◆ **Directions**: Nothing other than the lines from the one containing "Where can you find the dark lip?" through the close of the entries below should be printed, each exactly.

===== Listing

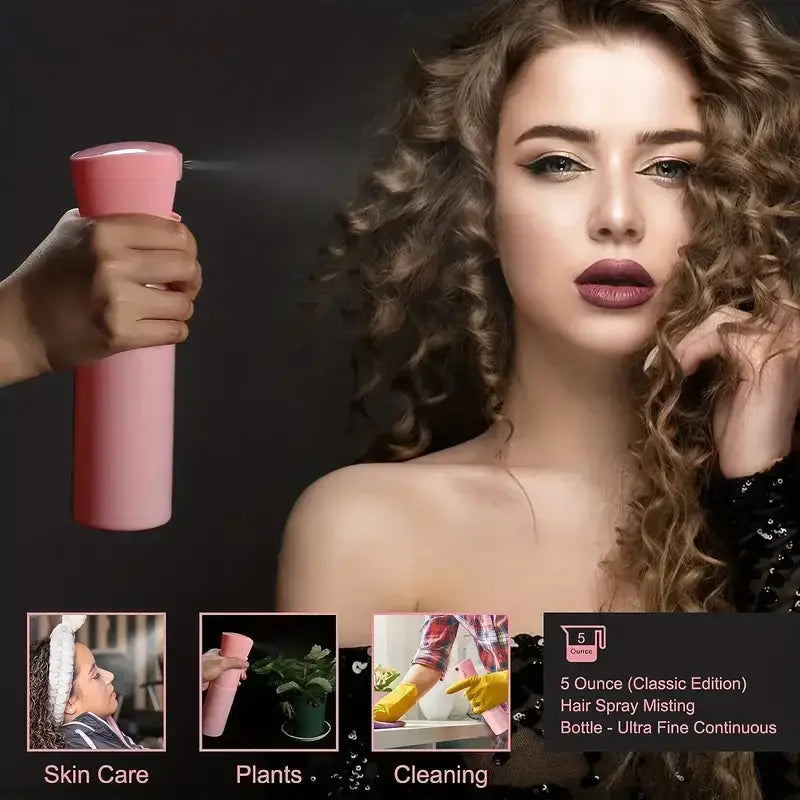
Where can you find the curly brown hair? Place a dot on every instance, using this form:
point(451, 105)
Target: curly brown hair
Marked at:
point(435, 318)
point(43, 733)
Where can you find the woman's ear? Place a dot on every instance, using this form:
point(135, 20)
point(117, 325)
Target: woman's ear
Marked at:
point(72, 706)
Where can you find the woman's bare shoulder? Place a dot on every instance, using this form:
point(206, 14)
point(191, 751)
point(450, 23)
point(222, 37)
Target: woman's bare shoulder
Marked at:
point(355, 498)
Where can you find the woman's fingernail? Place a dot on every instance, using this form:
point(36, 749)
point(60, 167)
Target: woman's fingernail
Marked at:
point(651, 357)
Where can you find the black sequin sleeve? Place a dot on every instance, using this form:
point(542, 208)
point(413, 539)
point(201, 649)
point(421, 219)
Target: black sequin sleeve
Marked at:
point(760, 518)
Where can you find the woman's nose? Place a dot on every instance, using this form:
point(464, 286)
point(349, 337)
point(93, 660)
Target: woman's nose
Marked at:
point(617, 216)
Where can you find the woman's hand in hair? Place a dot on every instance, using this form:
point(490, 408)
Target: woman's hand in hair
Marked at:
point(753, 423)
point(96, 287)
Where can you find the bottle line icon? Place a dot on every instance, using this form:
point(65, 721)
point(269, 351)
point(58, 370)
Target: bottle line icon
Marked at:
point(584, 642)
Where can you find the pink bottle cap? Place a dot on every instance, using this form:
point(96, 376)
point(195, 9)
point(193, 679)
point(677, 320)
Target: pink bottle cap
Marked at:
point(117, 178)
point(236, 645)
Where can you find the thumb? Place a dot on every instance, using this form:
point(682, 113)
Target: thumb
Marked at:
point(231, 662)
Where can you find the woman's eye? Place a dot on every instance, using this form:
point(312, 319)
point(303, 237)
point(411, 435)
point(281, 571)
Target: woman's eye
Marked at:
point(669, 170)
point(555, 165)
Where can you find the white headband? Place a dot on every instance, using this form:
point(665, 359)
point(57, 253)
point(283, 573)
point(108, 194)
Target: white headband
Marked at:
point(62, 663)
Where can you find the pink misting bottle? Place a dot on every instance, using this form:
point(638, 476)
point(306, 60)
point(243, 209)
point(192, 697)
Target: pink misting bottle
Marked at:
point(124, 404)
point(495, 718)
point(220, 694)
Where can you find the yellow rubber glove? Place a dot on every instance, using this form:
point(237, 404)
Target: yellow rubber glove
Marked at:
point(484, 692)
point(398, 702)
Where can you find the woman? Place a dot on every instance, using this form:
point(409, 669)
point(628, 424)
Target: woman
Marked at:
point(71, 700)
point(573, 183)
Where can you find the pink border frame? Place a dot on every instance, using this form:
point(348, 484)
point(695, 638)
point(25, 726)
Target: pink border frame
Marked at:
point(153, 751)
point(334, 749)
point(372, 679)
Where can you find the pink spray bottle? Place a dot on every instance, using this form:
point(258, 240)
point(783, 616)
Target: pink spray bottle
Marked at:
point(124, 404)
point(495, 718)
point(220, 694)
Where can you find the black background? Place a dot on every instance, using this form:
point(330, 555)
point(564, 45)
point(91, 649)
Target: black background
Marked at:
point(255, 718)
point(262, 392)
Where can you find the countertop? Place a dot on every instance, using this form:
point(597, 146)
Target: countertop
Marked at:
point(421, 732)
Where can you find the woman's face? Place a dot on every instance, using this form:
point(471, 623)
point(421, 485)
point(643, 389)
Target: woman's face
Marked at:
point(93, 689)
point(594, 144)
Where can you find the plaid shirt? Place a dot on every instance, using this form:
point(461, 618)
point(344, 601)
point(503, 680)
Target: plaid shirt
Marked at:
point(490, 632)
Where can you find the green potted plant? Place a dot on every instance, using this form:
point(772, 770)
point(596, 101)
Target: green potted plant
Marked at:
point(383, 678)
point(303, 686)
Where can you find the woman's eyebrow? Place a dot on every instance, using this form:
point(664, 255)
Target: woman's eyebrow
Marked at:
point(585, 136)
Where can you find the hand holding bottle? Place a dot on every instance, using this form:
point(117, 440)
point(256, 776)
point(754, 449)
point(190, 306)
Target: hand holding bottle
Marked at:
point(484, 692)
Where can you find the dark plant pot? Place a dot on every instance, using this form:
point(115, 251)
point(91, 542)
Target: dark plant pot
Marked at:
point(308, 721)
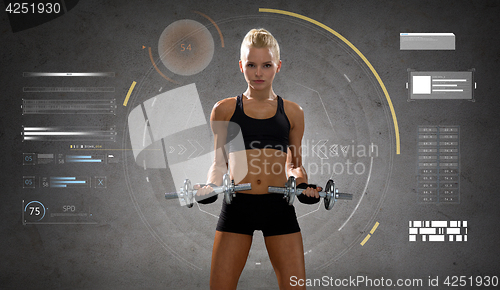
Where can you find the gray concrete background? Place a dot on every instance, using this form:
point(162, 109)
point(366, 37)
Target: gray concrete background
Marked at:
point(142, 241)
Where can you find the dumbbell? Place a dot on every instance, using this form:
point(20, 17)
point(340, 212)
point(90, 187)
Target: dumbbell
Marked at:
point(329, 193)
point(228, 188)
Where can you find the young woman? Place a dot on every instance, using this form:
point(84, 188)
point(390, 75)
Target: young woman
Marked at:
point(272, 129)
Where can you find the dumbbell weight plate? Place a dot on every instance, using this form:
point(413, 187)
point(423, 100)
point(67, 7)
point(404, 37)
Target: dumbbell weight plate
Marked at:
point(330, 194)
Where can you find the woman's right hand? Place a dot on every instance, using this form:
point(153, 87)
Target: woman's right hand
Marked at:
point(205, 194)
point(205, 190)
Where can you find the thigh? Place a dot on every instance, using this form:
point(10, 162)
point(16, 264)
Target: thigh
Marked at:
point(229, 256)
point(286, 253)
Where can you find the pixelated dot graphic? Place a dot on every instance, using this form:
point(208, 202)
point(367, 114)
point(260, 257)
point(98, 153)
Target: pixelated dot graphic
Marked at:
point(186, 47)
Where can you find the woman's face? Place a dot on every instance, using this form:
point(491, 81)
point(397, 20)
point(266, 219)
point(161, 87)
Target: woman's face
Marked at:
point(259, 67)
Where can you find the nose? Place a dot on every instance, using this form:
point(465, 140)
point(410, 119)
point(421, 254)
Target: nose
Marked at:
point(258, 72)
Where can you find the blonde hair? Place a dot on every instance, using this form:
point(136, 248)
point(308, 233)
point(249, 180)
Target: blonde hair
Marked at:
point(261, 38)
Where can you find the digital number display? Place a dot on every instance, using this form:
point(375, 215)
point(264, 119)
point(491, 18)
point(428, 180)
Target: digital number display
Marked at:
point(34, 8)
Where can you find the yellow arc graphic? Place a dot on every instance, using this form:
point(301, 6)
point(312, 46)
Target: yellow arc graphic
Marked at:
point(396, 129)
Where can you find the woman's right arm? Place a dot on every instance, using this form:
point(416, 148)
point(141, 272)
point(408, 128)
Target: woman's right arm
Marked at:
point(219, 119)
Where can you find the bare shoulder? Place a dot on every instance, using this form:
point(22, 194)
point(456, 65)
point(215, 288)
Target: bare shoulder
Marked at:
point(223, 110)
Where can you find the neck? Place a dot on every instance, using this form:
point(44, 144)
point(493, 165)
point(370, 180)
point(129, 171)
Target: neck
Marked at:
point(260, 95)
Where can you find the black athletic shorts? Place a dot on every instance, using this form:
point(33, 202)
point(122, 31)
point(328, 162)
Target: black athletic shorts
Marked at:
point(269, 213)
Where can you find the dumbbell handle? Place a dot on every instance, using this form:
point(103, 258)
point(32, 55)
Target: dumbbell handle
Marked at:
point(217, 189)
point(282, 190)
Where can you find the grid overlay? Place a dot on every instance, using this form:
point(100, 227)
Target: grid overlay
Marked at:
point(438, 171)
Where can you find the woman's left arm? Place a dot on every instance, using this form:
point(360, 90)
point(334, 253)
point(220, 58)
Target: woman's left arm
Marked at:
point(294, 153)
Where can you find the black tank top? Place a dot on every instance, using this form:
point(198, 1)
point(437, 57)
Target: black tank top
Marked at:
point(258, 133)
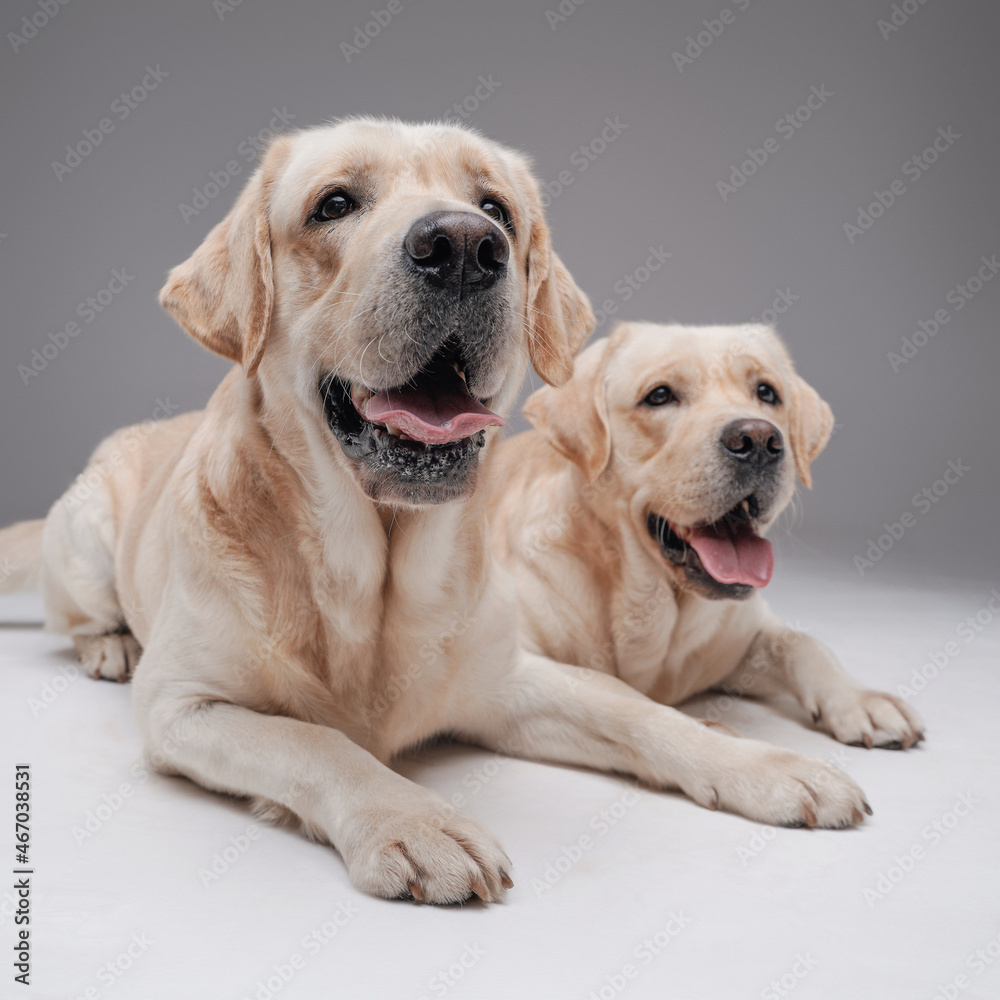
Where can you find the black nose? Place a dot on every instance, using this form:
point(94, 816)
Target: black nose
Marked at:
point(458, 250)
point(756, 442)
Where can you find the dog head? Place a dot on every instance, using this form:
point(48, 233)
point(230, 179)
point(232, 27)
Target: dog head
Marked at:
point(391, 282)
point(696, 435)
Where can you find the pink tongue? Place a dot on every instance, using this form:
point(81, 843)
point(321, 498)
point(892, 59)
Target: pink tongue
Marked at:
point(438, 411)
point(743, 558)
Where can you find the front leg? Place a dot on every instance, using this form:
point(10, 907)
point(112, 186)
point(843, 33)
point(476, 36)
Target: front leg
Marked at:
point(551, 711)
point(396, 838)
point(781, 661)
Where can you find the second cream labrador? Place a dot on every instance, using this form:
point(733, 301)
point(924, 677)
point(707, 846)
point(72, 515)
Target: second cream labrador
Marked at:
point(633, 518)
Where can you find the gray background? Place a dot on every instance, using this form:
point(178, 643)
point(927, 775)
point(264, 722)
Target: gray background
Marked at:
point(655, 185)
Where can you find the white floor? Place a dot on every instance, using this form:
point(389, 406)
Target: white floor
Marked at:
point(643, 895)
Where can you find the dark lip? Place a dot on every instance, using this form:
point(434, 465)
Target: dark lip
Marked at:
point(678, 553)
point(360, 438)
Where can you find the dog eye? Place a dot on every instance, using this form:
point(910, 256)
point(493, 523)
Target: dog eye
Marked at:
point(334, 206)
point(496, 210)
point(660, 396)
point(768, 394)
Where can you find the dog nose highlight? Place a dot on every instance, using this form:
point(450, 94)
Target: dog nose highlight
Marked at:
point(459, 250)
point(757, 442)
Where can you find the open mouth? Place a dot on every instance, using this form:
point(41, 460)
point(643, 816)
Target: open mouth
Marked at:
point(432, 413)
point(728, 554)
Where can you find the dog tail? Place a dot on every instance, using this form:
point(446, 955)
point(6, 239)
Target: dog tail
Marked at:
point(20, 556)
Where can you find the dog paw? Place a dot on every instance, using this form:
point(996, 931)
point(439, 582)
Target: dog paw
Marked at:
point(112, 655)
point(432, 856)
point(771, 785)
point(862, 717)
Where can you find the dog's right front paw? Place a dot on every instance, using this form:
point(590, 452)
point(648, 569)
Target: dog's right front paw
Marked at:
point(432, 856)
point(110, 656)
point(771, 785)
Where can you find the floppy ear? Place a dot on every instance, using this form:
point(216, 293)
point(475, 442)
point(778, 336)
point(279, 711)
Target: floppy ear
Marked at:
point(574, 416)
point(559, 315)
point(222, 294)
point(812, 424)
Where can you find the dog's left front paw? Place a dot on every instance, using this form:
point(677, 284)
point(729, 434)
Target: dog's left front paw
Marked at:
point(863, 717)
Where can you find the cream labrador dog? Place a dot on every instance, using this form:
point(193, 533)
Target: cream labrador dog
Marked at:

==========

◆ **Result**:
Where can you find the dark lip? Place a dot on every instance, using this form:
point(434, 465)
Target: dark lip
Marked at:
point(678, 553)
point(360, 438)
Where can you find the dog eye? Place a dot on every instance, using this form:
point(910, 256)
point(493, 523)
Target: dog eye
Marked at:
point(334, 206)
point(496, 210)
point(660, 396)
point(768, 394)
Where can you find the dog nose highlight? Place a dot on every instance, using this form:
point(450, 94)
Target: dog nose highlight
Marked at:
point(459, 250)
point(757, 442)
Where can you find the open mouth? Place a dot on every instance, using this form:
point(41, 460)
point(643, 816)
Target: open mouth
Marked at:
point(432, 413)
point(728, 554)
Where can you find the dog tail? Place a dot on every instance, using this form:
point(446, 955)
point(6, 239)
Target: dog tail
Marked at:
point(20, 556)
Where can you find the dog paw? Place a dot on every instance, using this form:
point(996, 931)
point(439, 582)
Target: dog paw
Marked at:
point(112, 655)
point(432, 856)
point(771, 785)
point(862, 717)
Where can you find the dog's right front paw? Place a dot on every instance, using this form:
point(590, 452)
point(648, 569)
Target: dog's right front paw
Marked at:
point(432, 856)
point(110, 656)
point(771, 785)
Where can you find the floppy ear? Place a dot on every instance, using this form:
point(216, 293)
point(475, 442)
point(778, 336)
point(279, 711)
Target: floppy ear
Marked at:
point(574, 416)
point(559, 315)
point(222, 294)
point(812, 424)
Where can you find the dog's left front paw? Place a dot on every instance, using this form:
point(677, 284)
point(729, 434)
Target: dog's left front paw
Marked at:
point(863, 717)
Where can you find the cream labrador dog? Place a dot on every instance, using this form:
point(193, 533)
Target: cream labrador dog
Marked at:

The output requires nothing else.